_The task_
Arrange the records below, from the line containing "Draw the outline of every instance of the cactus" up to and including the line containing "[[[113,78],[133,76],[133,48],[108,47],[104,50],[104,72]]]", as a Markdown table with the columns Row and Line. Number each row, and leave out blank lines and pictures.

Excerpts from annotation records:
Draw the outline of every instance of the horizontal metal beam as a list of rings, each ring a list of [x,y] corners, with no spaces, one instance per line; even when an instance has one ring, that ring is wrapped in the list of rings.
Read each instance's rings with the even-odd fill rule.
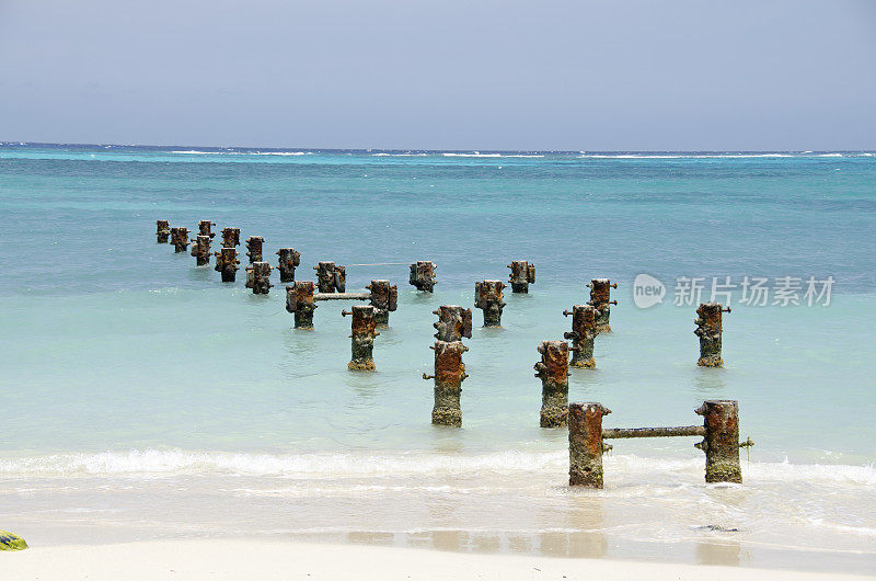
[[[602,438],[622,437],[670,437],[670,436],[704,436],[703,425],[681,425],[677,428],[609,428],[602,430]]]

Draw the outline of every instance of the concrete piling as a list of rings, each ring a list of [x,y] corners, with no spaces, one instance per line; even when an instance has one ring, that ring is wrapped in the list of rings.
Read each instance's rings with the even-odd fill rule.
[[[286,310],[295,314],[295,328],[313,330],[313,283],[298,281],[286,287]]]
[[[611,289],[618,288],[618,284],[608,278],[593,278],[587,286],[590,287],[590,300],[587,304],[596,307],[599,311],[596,318],[596,331],[597,333],[610,333],[611,305],[618,304],[616,300],[611,300]]]
[[[602,417],[611,410],[601,403],[568,407],[568,483],[602,488]]]
[[[469,377],[462,354],[469,348],[462,341],[436,341],[431,345],[435,350],[435,375],[423,374],[424,379],[435,379],[435,407],[431,410],[431,423],[437,425],[462,425],[462,408],[460,394],[462,381]]]
[[[240,246],[240,228],[222,228],[222,248]]]
[[[198,235],[197,238],[192,239],[195,242],[192,246],[189,254],[195,257],[195,264],[205,266],[210,262],[210,237],[206,235]]]
[[[390,312],[399,308],[399,287],[390,285],[389,281],[371,281],[367,285],[371,292],[371,306],[374,307],[374,323],[387,327],[390,323]]]
[[[566,425],[568,413],[568,343],[542,341],[538,349],[541,361],[535,364],[535,377],[541,378],[542,428]]]
[[[155,220],[155,237],[159,244],[166,244],[171,235],[171,223],[168,220]]]
[[[508,267],[511,269],[508,277],[511,293],[529,293],[529,285],[535,283],[535,265],[525,260],[512,260]]]
[[[216,271],[221,273],[223,283],[233,283],[238,275],[240,261],[238,250],[234,247],[222,248],[219,252],[214,252],[216,257]]]
[[[730,312],[721,303],[702,303],[696,309],[696,329],[693,333],[700,338],[700,367],[722,367],[724,360],[721,357],[722,334],[724,333],[724,312]]]
[[[253,289],[253,295],[267,295],[270,290],[270,264],[267,262],[253,262],[246,266],[246,288]]]
[[[573,367],[596,367],[593,360],[593,339],[596,339],[596,320],[599,311],[590,305],[575,305],[572,310],[564,310],[563,315],[572,315],[572,332],[563,333],[566,339],[572,339],[572,361]]]
[[[350,321],[350,339],[353,346],[353,358],[347,364],[347,368],[356,372],[374,369],[374,338],[380,333],[374,330],[374,307],[371,305],[355,305],[350,310],[343,310],[341,315],[346,317],[353,315]]]
[[[281,248],[277,250],[279,257],[280,282],[295,282],[295,267],[301,264],[301,253],[293,248]]]
[[[411,264],[411,277],[408,282],[415,286],[417,290],[425,290],[431,293],[435,289],[435,269],[437,266],[434,262],[428,260],[419,260]]]
[[[174,252],[188,250],[188,228],[171,228],[171,243]]]
[[[447,343],[461,341],[462,338],[472,338],[472,309],[464,309],[459,305],[441,305],[438,310],[431,311],[438,316],[438,322],[431,326],[437,329],[435,339]]]
[[[262,262],[262,244],[265,239],[261,236],[251,236],[246,239],[246,257],[250,259],[250,264]]]
[[[502,281],[474,283],[474,306],[484,311],[484,327],[502,327],[503,288],[505,283]]]

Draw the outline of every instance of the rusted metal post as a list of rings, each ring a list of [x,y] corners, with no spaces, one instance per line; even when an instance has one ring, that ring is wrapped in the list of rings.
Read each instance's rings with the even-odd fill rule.
[[[451,343],[461,341],[463,337],[472,338],[472,309],[464,309],[459,305],[441,305],[431,312],[438,316],[438,322],[431,323],[438,330],[435,333],[438,341]]]
[[[240,228],[222,228],[222,248],[240,246]]]
[[[568,412],[568,343],[542,341],[535,377],[541,378],[541,426],[566,425]]]
[[[568,483],[602,488],[602,417],[611,410],[601,403],[568,407]]]
[[[171,228],[171,243],[174,252],[188,250],[188,228]]]
[[[212,238],[216,236],[215,233],[212,233],[212,229],[211,229],[214,226],[216,226],[215,221],[200,220],[198,223],[198,235],[199,236],[207,236],[207,237],[210,238],[210,240],[212,240]]]
[[[608,278],[593,278],[590,281],[590,300],[587,301],[591,307],[596,307],[599,315],[596,318],[596,331],[598,333],[610,333],[611,326],[611,305],[616,305],[616,300],[611,300],[611,289],[618,288],[618,284]]]
[[[235,248],[222,248],[219,252],[214,252],[216,257],[216,271],[222,274],[223,283],[233,283],[238,276],[240,261]]]
[[[347,364],[348,369],[368,372],[374,369],[374,338],[380,333],[374,330],[374,307],[371,305],[355,305],[350,310],[343,310],[341,315],[353,315],[350,321],[350,338],[353,339],[353,358]]]
[[[347,289],[347,267],[336,266],[334,262],[324,261],[313,266],[316,271],[316,287],[320,293],[344,293]]]
[[[280,282],[295,282],[295,267],[301,264],[301,253],[293,248],[277,250],[279,259]]]
[[[593,360],[593,339],[597,335],[596,318],[599,311],[590,305],[575,305],[572,310],[564,310],[563,315],[572,315],[572,332],[563,333],[566,339],[572,339],[573,367],[596,367]]]
[[[525,260],[512,260],[508,267],[511,269],[511,275],[508,277],[511,292],[529,293],[529,285],[535,283],[535,265]]]
[[[295,328],[313,330],[313,283],[299,281],[286,287],[286,310],[295,314]]]
[[[155,236],[159,244],[166,244],[171,235],[171,223],[168,220],[155,220]]]
[[[385,327],[390,323],[390,312],[399,308],[399,287],[390,286],[389,281],[371,281],[366,286],[371,292],[371,306],[374,307],[374,323]]]
[[[739,467],[739,403],[729,399],[707,400],[696,409],[703,417],[706,482],[742,482]],[[747,442],[751,445],[752,442]]]
[[[437,269],[437,266],[434,262],[418,260],[411,264],[411,277],[408,282],[413,286],[416,286],[417,290],[431,293],[435,289],[435,269]]]
[[[246,255],[250,258],[250,264],[254,262],[262,262],[262,244],[265,239],[261,236],[251,236],[246,239]]]
[[[253,289],[253,295],[267,295],[270,290],[270,264],[267,262],[253,262],[246,266],[246,288]]]
[[[424,379],[435,379],[435,407],[431,410],[431,423],[438,425],[462,425],[462,408],[459,397],[462,381],[469,377],[462,354],[469,348],[462,341],[436,341],[430,349],[435,350],[435,375],[423,374]]]
[[[206,235],[198,235],[197,238],[192,239],[195,242],[192,246],[189,254],[195,257],[195,264],[204,266],[210,262],[210,237]]]
[[[484,311],[484,327],[502,327],[503,288],[505,283],[502,281],[474,283],[474,306]]]
[[[723,312],[730,312],[721,303],[702,303],[696,309],[696,329],[693,333],[700,338],[700,367],[721,367],[724,360],[721,358],[721,337],[724,331]]]

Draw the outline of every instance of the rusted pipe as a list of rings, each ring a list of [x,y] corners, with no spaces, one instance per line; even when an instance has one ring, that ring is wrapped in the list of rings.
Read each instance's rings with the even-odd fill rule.
[[[541,378],[542,428],[566,425],[568,411],[568,343],[542,341],[538,349],[541,361],[535,364],[535,377]]]

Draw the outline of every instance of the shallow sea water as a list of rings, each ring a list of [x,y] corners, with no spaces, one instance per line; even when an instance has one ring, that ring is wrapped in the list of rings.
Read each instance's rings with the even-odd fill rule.
[[[423,153],[0,146],[0,524],[32,545],[261,535],[876,570],[872,152]],[[238,226],[270,259],[295,247],[298,280],[433,260],[438,285],[349,266],[348,289],[400,295],[378,371],[350,373],[348,303],[295,331],[276,271],[268,296],[242,271],[222,284],[154,242],[159,218]],[[538,282],[466,340],[463,428],[435,428],[431,311],[472,306],[514,259]],[[633,305],[641,273],[662,305]],[[837,283],[828,307],[736,296],[725,368],[698,368],[676,277],[746,275]],[[532,365],[598,276],[620,285],[614,332],[569,399],[624,428],[738,399],[742,486],[704,485],[696,438],[616,441],[603,491],[565,486]]]

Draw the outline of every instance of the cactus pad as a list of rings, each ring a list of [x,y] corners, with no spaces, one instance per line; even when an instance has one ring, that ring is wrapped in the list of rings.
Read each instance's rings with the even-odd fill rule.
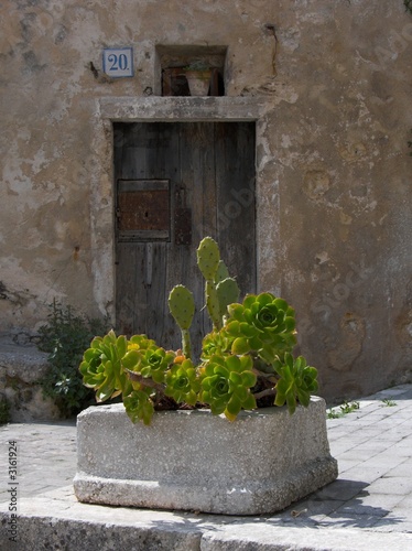
[[[181,329],[188,329],[195,313],[193,293],[184,285],[176,285],[169,295],[169,310]]]
[[[197,249],[197,266],[206,280],[214,280],[220,260],[217,242],[212,237],[202,239]]]

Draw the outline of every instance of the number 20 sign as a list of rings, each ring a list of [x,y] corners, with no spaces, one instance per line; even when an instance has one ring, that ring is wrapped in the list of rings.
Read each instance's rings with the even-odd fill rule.
[[[113,78],[133,76],[133,48],[108,47],[104,50],[104,72]]]

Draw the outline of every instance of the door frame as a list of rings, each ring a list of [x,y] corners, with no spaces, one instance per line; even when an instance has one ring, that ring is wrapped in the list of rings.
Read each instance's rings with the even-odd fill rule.
[[[265,168],[273,159],[265,151],[268,120],[264,100],[252,97],[108,97],[97,99],[95,107],[94,139],[87,164],[90,176],[90,272],[98,310],[108,314],[116,324],[113,122],[256,122],[257,290],[264,283],[267,290],[279,294],[273,281],[269,285],[264,281],[268,279],[265,273],[273,273],[273,256],[279,247],[279,193],[272,190],[267,194],[269,201],[262,201],[262,192],[268,186]],[[270,184],[275,188],[279,185],[278,182]],[[262,228],[262,222],[269,219],[274,220],[271,231]],[[267,253],[270,250],[273,251],[269,256],[272,258]]]

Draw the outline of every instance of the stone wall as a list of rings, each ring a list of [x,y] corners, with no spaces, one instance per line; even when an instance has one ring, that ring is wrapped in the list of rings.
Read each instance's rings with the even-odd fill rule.
[[[260,289],[295,306],[324,397],[408,376],[402,0],[4,0],[0,21],[0,331],[35,332],[54,298],[113,315],[110,100],[122,120],[254,106]],[[102,73],[102,48],[119,45],[134,48],[132,78]],[[159,98],[167,45],[227,46],[227,97]]]

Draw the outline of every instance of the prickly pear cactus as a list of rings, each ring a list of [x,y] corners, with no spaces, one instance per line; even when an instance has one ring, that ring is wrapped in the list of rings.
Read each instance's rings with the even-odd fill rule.
[[[195,314],[193,293],[184,285],[176,285],[169,295],[169,310],[181,329],[188,329]]]
[[[216,285],[217,299],[219,301],[220,317],[227,315],[227,307],[239,300],[239,285],[234,278],[226,278]]]
[[[192,358],[191,334],[188,332],[195,314],[195,300],[184,285],[176,285],[169,295],[169,310],[182,332],[182,348],[186,358]]]
[[[203,338],[200,360],[192,358],[189,328],[195,313],[192,292],[176,285],[169,307],[182,332],[183,350],[166,350],[145,335],[130,339],[111,331],[96,337],[83,357],[84,383],[98,401],[122,395],[130,419],[150,424],[160,409],[209,407],[234,421],[242,409],[308,406],[317,370],[292,350],[294,310],[271,293],[248,294],[220,260],[210,237],[200,241],[197,262],[205,278],[213,331]]]
[[[212,237],[202,239],[197,249],[197,266],[205,280],[215,280],[219,267],[220,252],[217,242]]]

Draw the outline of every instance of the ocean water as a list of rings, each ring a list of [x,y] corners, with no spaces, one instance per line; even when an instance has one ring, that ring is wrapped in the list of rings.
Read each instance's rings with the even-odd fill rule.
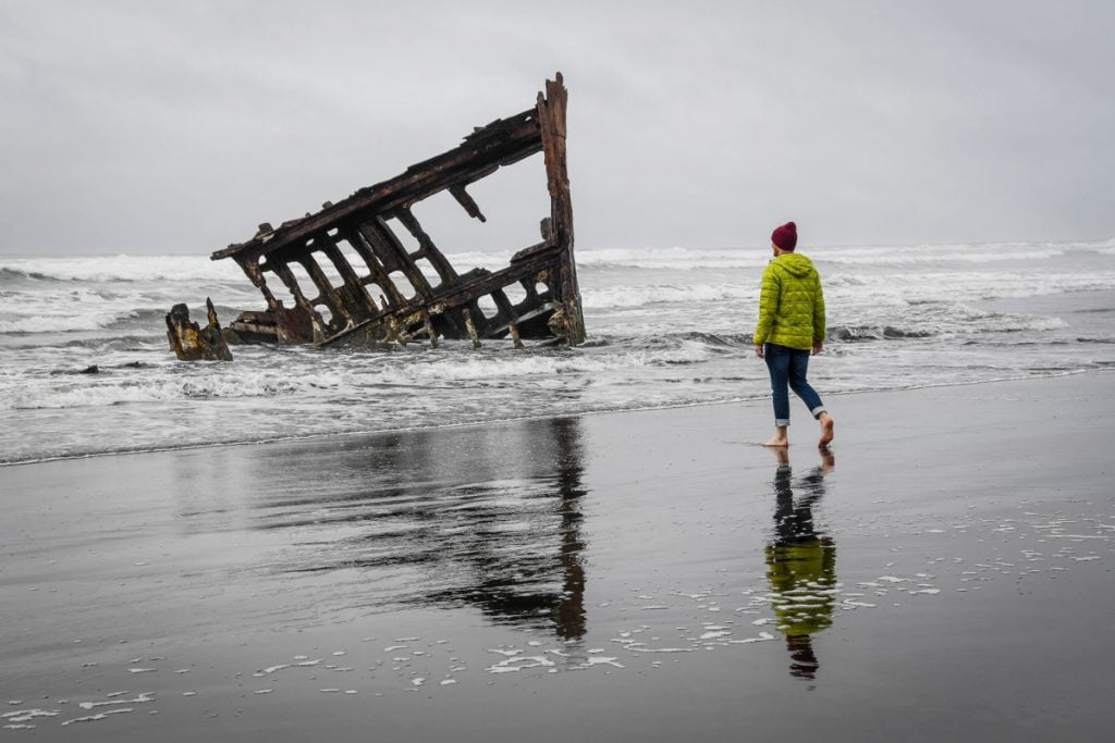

_Worked answer_
| Row | Line |
|---|---|
| 1 | Draw the outline of every instance of the cactus pad as a list of rings, each ring a list of [x,y] corners, with no spaces, one instance per line; even when an instance has one ring, that ring is wrapped in the list of rings. |
| 2 | Read each instance's rings with the even-odd fill rule. |
| 3 | [[[181,329],[188,329],[195,313],[193,293],[184,285],[176,285],[169,295],[169,310]]] |
| 4 | [[[197,249],[197,266],[206,280],[214,280],[220,260],[217,242],[212,237],[202,239]]] |
| 5 | Draw the outline of every instance of the number 20 sign as a list of rings, each ring a list of [x,y] corners, with no spaces, one instance per line; even when an instance has one ring, that ring is wrapped in the list of rings. |
| 6 | Read each instance's rings with the even-odd fill rule. |
| 7 | [[[113,78],[133,76],[133,48],[108,47],[104,50],[104,72]]] |